> [To do]: In the forum thread on rational versus irrational numbers, which set does one reply say has the same cardinality as the integers?

# Thread: More irrational numbers than rational numbers?

1. I hypothesize that there are more irrational numbers than rational numbers. I have a proof for this but I would first like to know if I am correct.
Are there more irrational numbers than rational numbers given for a set of infinite numbers.
By "more" I mean "more infinitely bigger" if that makes any sense.

2.

3. You're right. Do you know anything about different levels of infinity? Anyway, I'd love to see your proof.

4. I know both the rational and irrational numbers are subsets of the reals, and that the reals have a higher 'cardinality' than either. Similarly that the rationals have a higher cardinality than the integers. Comparing the rational/irrational numbers though I have no idea.

5. The rationals have the same cardinality as the integers!

6. Really? Is that because the rationals are basically made of quotients of integers? I would think that the ratioanls have more cardinality because for any numerator you choose from the integers, you can have an infinite number of denominators....obviously I'm wrong, but where?

P.S. you have whizzed your way through about 4 maths posts in the time it takes me to think about 1!

7. Originally Posted by serpicojr
You're right. Do you know anything about different levels of infinity? Anyway, I'd love to see your proof.

> [Records provided]:
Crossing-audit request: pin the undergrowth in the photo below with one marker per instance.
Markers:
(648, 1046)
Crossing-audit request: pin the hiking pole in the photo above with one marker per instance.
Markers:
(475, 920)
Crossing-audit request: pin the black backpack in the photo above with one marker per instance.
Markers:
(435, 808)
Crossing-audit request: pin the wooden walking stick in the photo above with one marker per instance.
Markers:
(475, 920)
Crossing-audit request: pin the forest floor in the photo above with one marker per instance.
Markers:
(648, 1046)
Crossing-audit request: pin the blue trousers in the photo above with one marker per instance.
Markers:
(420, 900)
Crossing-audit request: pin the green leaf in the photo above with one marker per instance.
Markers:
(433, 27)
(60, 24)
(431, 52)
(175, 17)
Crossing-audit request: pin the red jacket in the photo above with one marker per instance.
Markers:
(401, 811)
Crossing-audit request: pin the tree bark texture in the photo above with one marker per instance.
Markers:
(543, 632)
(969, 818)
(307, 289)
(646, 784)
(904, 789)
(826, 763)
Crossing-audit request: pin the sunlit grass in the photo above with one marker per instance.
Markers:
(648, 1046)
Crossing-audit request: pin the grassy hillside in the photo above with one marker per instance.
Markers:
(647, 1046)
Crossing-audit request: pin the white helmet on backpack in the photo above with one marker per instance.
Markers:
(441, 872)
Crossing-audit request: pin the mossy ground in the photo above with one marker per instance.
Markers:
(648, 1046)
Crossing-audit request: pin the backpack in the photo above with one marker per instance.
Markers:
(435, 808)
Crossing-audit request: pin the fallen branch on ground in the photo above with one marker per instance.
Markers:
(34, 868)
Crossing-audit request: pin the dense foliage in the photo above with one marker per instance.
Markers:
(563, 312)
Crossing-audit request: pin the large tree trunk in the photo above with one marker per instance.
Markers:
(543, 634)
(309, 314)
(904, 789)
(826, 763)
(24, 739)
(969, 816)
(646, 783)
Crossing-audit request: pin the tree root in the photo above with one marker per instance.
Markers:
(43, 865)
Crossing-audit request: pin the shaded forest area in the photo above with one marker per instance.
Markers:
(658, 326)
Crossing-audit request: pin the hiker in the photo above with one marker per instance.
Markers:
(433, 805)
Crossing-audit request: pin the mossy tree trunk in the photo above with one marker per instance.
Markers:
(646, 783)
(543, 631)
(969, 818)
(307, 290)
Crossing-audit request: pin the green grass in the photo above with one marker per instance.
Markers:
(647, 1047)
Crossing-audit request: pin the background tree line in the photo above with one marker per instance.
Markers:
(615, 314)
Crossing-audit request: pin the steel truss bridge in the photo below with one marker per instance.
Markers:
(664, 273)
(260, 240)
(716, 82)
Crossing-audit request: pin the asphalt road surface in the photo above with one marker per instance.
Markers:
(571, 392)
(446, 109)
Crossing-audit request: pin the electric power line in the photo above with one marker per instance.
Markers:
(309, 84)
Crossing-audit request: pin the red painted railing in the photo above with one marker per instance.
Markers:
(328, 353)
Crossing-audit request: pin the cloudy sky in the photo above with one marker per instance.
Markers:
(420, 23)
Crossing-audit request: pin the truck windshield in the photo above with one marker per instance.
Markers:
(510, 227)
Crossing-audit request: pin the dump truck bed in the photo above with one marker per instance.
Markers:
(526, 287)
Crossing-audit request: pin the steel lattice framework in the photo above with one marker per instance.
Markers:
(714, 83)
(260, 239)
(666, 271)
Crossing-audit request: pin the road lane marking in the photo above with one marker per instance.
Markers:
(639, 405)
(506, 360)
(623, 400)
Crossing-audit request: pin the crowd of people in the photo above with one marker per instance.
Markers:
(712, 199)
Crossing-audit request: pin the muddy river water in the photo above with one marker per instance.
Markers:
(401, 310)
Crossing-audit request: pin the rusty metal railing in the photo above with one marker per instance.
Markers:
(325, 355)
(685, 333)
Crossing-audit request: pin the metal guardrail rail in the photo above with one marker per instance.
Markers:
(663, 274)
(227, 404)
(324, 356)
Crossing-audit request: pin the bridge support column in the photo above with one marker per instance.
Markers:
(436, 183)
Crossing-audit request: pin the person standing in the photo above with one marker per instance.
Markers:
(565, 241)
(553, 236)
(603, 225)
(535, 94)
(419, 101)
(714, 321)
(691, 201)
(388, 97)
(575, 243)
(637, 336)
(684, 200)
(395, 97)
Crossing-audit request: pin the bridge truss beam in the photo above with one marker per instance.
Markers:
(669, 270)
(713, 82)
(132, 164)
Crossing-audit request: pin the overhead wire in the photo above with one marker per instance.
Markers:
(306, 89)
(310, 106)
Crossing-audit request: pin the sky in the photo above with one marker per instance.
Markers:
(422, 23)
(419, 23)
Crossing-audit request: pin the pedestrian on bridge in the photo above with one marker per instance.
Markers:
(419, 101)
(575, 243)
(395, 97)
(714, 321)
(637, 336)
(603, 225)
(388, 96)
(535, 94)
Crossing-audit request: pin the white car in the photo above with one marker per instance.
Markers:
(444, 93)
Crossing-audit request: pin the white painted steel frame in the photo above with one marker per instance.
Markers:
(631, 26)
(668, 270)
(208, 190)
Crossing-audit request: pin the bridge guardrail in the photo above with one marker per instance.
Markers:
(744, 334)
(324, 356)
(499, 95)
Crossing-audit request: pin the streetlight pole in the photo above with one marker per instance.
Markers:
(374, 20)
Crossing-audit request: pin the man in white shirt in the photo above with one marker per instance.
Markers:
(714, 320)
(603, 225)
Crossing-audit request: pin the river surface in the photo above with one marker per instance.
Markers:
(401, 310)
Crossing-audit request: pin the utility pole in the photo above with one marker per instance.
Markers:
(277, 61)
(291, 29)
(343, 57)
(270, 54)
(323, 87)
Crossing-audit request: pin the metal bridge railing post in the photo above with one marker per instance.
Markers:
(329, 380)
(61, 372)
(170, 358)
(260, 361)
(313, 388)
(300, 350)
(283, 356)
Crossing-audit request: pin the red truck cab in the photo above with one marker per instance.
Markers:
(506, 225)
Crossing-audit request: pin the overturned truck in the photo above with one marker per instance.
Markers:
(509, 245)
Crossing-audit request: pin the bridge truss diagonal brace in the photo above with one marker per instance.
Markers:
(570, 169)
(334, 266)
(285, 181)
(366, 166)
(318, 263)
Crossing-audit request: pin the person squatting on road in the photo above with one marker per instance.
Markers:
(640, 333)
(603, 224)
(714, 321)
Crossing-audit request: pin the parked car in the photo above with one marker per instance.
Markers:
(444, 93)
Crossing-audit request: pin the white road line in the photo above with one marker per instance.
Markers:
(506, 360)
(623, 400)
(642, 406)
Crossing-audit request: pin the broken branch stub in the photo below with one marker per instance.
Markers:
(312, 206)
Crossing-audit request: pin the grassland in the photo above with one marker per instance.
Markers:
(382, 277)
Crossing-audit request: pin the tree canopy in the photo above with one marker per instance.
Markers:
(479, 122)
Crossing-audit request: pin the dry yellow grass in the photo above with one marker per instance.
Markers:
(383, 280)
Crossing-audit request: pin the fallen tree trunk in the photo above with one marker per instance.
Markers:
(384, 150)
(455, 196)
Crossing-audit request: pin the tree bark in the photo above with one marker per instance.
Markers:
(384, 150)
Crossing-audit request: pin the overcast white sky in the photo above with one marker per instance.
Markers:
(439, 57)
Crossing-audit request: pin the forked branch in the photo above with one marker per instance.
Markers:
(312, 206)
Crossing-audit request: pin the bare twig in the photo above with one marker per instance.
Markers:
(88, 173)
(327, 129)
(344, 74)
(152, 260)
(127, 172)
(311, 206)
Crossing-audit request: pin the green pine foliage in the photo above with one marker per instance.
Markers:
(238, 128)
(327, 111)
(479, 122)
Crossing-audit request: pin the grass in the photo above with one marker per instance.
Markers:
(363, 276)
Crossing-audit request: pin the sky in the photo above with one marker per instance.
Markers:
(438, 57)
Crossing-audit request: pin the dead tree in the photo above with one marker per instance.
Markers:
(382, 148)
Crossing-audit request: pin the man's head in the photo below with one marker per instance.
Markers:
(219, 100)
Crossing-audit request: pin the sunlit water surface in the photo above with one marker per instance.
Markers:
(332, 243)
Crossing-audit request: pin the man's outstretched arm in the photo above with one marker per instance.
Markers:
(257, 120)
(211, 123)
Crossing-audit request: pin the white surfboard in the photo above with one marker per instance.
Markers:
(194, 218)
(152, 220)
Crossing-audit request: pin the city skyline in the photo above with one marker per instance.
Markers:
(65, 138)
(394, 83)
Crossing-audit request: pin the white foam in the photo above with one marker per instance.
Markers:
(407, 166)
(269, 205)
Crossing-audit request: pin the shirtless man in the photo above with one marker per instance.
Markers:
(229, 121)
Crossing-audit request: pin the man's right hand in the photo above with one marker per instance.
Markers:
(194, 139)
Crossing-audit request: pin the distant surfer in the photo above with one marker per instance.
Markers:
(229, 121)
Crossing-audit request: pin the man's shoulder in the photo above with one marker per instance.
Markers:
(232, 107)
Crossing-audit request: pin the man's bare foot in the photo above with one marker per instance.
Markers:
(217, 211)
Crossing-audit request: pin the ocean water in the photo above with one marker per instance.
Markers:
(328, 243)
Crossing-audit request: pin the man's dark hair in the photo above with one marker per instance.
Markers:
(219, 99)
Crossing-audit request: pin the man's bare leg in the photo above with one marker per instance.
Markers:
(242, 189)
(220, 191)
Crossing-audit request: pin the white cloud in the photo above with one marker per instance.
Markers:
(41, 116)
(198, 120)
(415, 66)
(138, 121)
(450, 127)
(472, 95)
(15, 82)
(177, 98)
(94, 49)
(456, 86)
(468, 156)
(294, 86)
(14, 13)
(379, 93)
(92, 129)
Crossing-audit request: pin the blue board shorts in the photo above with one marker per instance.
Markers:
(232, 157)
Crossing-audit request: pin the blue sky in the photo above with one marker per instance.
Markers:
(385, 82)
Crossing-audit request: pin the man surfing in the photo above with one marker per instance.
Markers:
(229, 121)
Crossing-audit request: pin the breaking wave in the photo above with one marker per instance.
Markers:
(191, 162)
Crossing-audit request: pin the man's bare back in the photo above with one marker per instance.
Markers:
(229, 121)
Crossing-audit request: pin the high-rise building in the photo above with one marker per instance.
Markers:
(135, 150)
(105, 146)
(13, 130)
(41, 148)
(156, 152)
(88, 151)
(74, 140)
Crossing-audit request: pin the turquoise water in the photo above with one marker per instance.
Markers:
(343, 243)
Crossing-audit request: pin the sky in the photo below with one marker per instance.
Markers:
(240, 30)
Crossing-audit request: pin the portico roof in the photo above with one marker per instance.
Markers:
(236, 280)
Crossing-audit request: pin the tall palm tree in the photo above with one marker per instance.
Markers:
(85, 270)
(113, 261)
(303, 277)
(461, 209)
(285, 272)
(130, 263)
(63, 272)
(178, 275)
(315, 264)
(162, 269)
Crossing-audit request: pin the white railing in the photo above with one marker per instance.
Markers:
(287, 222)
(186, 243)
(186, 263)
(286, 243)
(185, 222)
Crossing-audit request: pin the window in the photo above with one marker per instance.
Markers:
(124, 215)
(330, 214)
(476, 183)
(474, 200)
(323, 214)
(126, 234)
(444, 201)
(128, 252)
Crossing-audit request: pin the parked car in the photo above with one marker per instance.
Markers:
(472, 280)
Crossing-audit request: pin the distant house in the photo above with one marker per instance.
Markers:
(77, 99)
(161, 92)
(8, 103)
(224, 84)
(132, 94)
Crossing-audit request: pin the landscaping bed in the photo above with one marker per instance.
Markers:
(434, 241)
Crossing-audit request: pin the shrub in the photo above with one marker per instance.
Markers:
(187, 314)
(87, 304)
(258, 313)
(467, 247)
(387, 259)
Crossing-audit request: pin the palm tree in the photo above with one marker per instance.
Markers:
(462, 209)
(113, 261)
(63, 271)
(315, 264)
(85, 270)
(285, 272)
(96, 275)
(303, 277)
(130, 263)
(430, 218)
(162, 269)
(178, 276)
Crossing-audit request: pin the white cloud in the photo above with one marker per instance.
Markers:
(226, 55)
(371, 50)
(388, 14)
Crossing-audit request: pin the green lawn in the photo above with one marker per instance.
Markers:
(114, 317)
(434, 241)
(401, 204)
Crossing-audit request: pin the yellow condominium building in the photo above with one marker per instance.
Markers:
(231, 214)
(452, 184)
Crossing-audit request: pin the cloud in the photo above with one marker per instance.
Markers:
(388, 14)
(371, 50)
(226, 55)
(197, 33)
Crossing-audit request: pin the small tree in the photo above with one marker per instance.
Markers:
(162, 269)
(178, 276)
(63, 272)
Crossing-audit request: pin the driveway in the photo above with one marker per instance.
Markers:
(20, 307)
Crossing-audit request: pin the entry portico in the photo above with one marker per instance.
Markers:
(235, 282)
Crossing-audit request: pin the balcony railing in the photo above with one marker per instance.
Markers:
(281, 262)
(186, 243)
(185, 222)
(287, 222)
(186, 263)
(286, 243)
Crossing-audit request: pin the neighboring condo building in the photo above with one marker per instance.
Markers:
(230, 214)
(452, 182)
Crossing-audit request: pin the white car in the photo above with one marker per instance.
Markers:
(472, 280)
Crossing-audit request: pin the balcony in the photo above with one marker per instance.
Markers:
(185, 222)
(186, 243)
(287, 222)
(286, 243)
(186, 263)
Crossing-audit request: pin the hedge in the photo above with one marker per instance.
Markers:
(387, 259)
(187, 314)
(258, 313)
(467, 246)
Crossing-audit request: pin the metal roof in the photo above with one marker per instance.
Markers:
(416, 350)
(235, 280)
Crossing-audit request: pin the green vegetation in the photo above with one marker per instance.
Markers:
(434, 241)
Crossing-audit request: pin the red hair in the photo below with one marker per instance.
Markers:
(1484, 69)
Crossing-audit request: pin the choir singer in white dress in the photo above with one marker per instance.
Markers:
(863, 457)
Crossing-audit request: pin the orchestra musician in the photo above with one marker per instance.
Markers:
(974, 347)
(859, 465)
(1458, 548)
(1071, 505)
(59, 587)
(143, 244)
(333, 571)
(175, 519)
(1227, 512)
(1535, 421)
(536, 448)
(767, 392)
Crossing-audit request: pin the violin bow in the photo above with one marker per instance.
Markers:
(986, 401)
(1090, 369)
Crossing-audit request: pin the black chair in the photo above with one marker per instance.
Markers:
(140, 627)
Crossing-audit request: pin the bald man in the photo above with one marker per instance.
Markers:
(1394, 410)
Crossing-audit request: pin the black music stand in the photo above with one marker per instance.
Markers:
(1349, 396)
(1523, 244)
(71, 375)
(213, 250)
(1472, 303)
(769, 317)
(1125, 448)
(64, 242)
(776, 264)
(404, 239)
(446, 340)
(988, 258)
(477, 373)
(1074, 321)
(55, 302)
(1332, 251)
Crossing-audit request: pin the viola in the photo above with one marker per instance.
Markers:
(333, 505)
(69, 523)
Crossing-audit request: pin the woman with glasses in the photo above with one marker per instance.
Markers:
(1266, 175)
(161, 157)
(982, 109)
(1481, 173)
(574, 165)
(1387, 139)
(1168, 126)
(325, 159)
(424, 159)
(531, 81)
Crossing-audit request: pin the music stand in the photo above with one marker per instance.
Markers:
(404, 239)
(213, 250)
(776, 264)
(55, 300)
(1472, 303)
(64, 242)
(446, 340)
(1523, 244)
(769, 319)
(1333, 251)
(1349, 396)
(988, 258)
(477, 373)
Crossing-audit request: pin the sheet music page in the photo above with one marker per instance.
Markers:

> [Written solution]: The rationals.